======== Material provided
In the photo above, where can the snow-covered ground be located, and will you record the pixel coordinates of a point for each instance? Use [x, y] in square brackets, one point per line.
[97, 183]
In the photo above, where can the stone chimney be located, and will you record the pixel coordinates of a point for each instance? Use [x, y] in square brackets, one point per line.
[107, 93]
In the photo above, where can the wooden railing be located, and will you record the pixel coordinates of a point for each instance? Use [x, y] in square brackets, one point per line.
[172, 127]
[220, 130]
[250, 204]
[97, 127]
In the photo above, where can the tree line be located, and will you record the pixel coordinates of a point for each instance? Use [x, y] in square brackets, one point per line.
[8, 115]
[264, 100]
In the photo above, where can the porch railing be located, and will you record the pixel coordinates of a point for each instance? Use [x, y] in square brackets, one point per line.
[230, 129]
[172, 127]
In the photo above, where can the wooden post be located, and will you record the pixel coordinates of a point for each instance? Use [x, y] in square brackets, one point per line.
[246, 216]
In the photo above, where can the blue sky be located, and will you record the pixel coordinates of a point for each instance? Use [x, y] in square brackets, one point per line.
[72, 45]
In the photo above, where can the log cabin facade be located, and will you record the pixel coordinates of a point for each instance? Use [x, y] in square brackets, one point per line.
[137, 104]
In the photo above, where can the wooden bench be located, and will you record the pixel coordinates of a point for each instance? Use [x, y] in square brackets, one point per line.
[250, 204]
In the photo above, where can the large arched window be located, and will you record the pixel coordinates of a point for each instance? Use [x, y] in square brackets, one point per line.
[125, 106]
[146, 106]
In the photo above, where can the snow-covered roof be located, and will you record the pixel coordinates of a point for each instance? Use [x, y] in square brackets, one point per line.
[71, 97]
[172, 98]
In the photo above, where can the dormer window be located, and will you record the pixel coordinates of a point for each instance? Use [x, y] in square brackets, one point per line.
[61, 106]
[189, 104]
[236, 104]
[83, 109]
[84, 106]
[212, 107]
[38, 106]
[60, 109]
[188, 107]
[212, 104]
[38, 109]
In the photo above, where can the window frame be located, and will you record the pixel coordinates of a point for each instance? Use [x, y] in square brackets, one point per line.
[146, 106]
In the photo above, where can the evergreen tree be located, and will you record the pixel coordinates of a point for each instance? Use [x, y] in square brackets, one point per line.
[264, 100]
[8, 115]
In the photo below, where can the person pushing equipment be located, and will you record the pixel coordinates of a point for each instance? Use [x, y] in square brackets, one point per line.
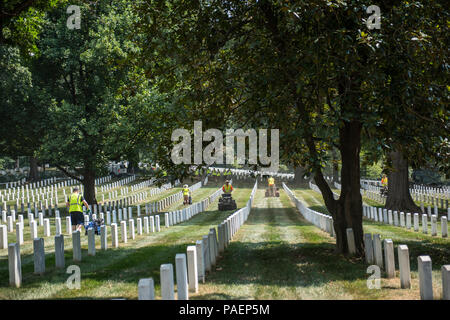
[227, 187]
[75, 205]
[186, 194]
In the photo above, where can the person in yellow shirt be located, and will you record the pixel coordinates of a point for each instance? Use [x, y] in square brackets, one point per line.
[227, 187]
[384, 181]
[271, 182]
[75, 205]
[186, 193]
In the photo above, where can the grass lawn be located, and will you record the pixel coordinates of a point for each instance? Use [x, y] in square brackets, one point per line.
[113, 273]
[437, 248]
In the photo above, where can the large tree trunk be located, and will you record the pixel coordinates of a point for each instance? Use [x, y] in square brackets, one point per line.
[89, 186]
[335, 166]
[299, 174]
[34, 173]
[347, 211]
[398, 197]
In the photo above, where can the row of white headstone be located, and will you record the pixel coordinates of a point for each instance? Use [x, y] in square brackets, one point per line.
[48, 194]
[118, 183]
[192, 267]
[393, 218]
[374, 255]
[320, 220]
[147, 225]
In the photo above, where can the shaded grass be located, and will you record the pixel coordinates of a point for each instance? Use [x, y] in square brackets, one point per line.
[115, 272]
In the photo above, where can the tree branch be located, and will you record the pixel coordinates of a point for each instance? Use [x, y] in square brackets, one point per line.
[67, 173]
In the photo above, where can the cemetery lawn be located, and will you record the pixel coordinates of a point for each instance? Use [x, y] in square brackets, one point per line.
[113, 273]
[437, 248]
[278, 255]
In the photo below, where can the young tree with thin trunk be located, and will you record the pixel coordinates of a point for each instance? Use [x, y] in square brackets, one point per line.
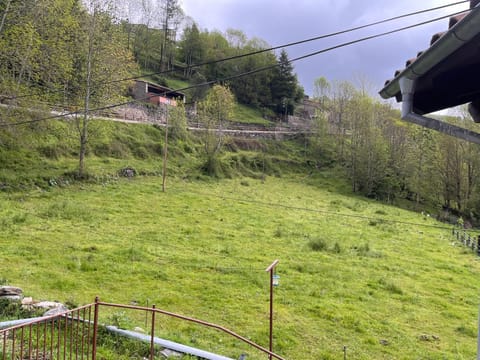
[214, 111]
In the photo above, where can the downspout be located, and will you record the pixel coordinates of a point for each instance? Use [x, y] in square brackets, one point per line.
[407, 87]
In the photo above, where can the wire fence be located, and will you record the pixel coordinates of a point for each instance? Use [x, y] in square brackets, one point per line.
[470, 241]
[74, 334]
[67, 335]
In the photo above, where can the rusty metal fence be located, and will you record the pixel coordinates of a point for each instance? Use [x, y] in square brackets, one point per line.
[68, 335]
[73, 334]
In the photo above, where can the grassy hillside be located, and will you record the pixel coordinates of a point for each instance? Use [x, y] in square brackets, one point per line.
[384, 282]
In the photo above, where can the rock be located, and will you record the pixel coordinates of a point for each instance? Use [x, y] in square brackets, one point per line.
[27, 301]
[10, 291]
[128, 172]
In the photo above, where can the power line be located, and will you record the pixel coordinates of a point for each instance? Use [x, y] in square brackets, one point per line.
[247, 73]
[320, 37]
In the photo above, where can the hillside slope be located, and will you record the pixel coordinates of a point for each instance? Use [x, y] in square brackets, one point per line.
[386, 283]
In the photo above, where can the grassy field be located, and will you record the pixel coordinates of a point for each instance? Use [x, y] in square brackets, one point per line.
[384, 282]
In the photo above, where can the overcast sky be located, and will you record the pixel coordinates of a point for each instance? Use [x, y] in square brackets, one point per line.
[283, 21]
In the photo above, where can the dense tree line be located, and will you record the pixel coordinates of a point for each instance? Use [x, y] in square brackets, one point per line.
[389, 159]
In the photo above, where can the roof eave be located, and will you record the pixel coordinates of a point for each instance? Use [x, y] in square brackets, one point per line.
[456, 37]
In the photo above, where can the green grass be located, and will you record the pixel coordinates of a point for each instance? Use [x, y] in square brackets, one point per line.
[349, 275]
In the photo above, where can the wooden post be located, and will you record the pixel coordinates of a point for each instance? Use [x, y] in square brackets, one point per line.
[152, 335]
[95, 329]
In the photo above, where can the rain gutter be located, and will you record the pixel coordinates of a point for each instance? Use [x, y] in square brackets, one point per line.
[460, 34]
[404, 83]
[408, 90]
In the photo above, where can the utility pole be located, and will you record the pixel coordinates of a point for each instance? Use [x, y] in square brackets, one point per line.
[165, 151]
[273, 282]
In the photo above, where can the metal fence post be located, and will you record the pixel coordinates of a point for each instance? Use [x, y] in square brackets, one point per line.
[95, 329]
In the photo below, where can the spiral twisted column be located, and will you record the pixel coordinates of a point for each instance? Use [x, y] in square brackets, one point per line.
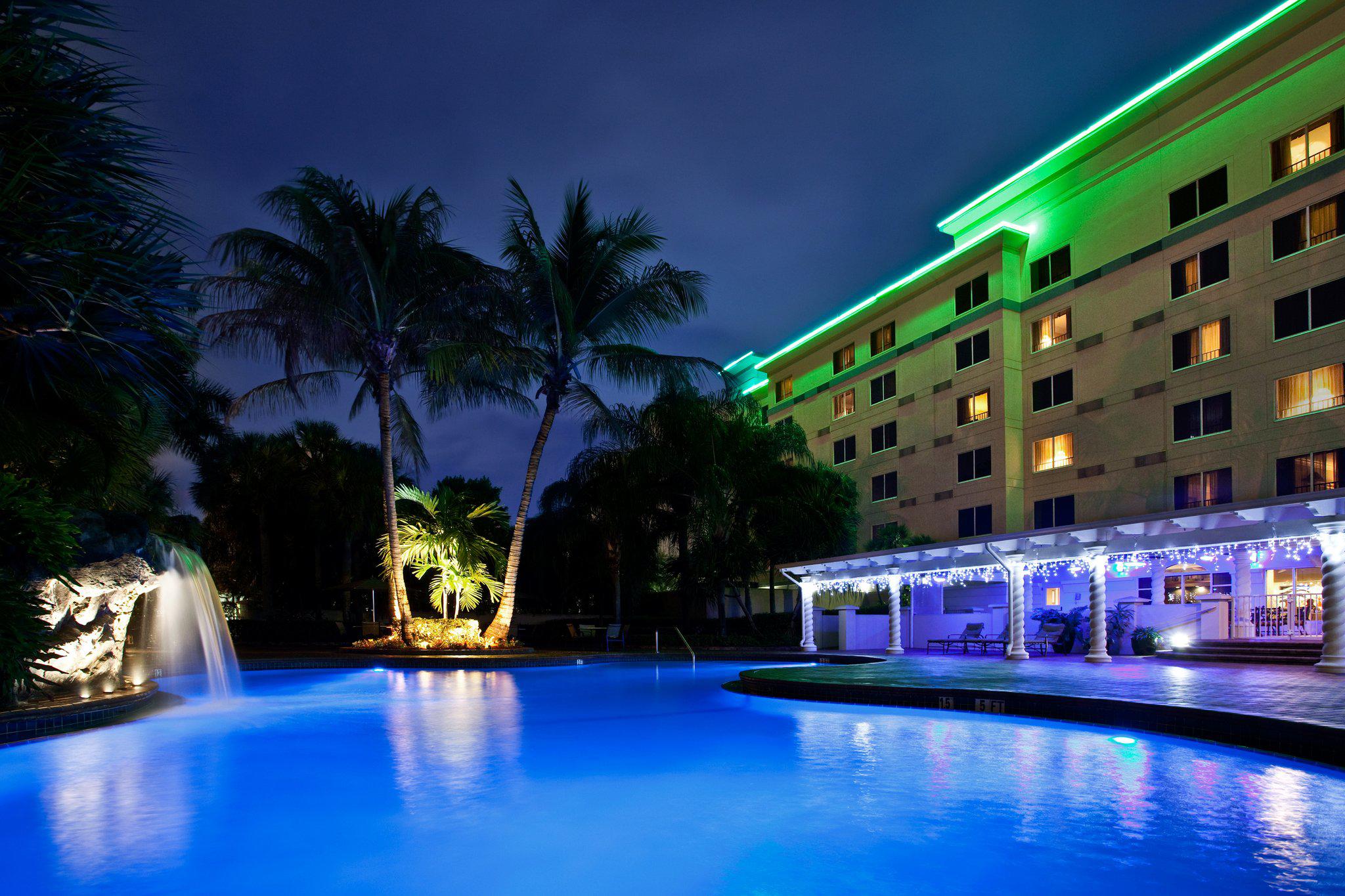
[1331, 536]
[806, 591]
[894, 614]
[1017, 609]
[1098, 609]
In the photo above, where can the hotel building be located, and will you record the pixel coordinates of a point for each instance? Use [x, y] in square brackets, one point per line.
[1133, 343]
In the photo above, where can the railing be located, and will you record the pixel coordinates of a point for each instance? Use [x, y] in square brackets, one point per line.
[685, 643]
[1293, 614]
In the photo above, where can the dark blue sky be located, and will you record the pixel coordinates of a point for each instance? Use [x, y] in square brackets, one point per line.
[798, 154]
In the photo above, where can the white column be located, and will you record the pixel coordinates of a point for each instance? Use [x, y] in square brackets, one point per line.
[806, 591]
[1017, 606]
[1331, 536]
[1097, 609]
[894, 616]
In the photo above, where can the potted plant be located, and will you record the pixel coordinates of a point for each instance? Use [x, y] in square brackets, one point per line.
[1145, 641]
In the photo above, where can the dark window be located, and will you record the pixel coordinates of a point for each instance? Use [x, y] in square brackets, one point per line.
[1052, 512]
[843, 359]
[883, 437]
[974, 464]
[973, 350]
[883, 339]
[843, 450]
[1197, 198]
[1200, 270]
[1202, 417]
[1306, 227]
[973, 522]
[974, 408]
[883, 387]
[1200, 344]
[1314, 472]
[1053, 390]
[1202, 489]
[1049, 269]
[1305, 146]
[970, 295]
[884, 486]
[1310, 309]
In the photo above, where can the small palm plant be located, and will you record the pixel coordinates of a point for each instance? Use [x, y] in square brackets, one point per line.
[441, 535]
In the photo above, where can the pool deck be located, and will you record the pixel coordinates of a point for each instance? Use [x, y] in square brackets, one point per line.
[1293, 711]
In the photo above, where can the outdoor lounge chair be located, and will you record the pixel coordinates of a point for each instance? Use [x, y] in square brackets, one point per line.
[617, 631]
[965, 637]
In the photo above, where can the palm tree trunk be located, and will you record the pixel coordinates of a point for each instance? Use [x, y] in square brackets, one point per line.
[396, 582]
[505, 616]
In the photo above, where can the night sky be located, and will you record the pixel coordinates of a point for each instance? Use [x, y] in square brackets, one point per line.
[797, 154]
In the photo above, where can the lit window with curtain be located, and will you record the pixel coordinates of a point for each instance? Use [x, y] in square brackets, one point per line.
[1053, 453]
[1200, 344]
[1052, 330]
[1317, 390]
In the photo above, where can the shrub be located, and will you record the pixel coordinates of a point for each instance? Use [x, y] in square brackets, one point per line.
[35, 540]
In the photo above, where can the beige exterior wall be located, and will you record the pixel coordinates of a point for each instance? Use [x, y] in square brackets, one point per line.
[1107, 202]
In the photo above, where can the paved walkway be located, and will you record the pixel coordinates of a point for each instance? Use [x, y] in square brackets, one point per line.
[1297, 694]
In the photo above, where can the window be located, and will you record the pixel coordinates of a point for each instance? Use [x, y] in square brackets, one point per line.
[974, 408]
[1052, 391]
[1202, 269]
[1202, 417]
[1053, 453]
[973, 350]
[1301, 148]
[885, 486]
[843, 405]
[1317, 390]
[843, 359]
[970, 295]
[1315, 472]
[1197, 198]
[883, 387]
[974, 465]
[883, 437]
[973, 522]
[1049, 269]
[1202, 489]
[1312, 309]
[1052, 512]
[1306, 227]
[1200, 344]
[1051, 330]
[843, 450]
[883, 339]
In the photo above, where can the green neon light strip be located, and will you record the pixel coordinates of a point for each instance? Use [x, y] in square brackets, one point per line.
[736, 362]
[1234, 39]
[916, 273]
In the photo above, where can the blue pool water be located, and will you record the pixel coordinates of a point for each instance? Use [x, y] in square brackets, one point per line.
[642, 778]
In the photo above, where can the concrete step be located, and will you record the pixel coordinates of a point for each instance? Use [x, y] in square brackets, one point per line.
[1301, 653]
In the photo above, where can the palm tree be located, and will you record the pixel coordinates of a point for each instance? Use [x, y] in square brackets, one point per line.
[444, 535]
[361, 291]
[576, 309]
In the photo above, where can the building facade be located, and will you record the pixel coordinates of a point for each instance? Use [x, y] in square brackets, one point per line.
[1142, 322]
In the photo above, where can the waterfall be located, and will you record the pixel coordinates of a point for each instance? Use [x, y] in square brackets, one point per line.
[191, 621]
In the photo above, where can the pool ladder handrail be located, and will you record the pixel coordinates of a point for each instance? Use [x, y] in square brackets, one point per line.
[685, 643]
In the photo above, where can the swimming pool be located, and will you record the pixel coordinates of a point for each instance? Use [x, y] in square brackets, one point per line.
[646, 778]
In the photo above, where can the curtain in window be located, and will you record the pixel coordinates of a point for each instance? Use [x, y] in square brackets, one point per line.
[1328, 387]
[1323, 222]
[1293, 395]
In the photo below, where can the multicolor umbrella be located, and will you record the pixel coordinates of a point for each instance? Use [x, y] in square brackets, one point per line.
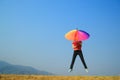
================
▸ Written exercise
Could you return the records word for word, everything from the line containing "In the photo below, where can the spiral" down to the line containing "[1293, 711]", both lines included and the pictures left out?

▸ Task result
In the photo below, where can the spiral twisted column be located, and will you record the pixel coordinates of a point for each instance? Use [x, y] in square brackets, one point per line.
[1331, 536]
[806, 591]
[894, 614]
[1017, 609]
[1098, 609]
In the photo above, where can the hotel building be located, and will you record the pixel coordinates of a point for each instance? Use [x, y] in square brackets, one point per line.
[1133, 343]
In the photo above, where can the railing be located, and will you record the pixel coordinates of a point for each instance? Use [x, y] in square brackets, one point per line.
[685, 643]
[1293, 614]
In the photo above, where can the dark blue sky be located, and will you record the pixel coordinates of a point for each instance? Use [x, y] in square brackets, one point per line.
[798, 154]
In the photo above, where can the white column be located, and will you record the pixel coordinates of a point for each instance? Use [x, y] in square brackets, one point per line.
[806, 591]
[1017, 606]
[1331, 536]
[1097, 609]
[894, 616]
In the photo above, where can the potted plant be located, and will you record the pixel coordinates of a point for each instance? Use [x, y] in square brackets, one point per line.
[1145, 641]
In the photo above, where can the dark window be located, and will you record the pixel coordinates of a point for each instance? Use [x, y] in square brackets, one point per line.
[1052, 512]
[843, 359]
[883, 437]
[974, 464]
[973, 350]
[883, 339]
[843, 450]
[1197, 198]
[1200, 270]
[1202, 417]
[1306, 227]
[973, 522]
[974, 408]
[883, 387]
[1200, 344]
[1314, 472]
[1053, 390]
[1202, 489]
[1049, 269]
[1305, 146]
[970, 295]
[884, 486]
[1310, 309]
In the photo above, where can the small palm plant be located, and will you record the pixel coordinates of a point for each instance? Use [x, y] in square brackets, one point per line.
[441, 535]
In the photo above, where can the pool deck be located, and will you record the pixel coordinates of a point for each instance? Use [x, y] in square brackets, one point per line.
[1293, 711]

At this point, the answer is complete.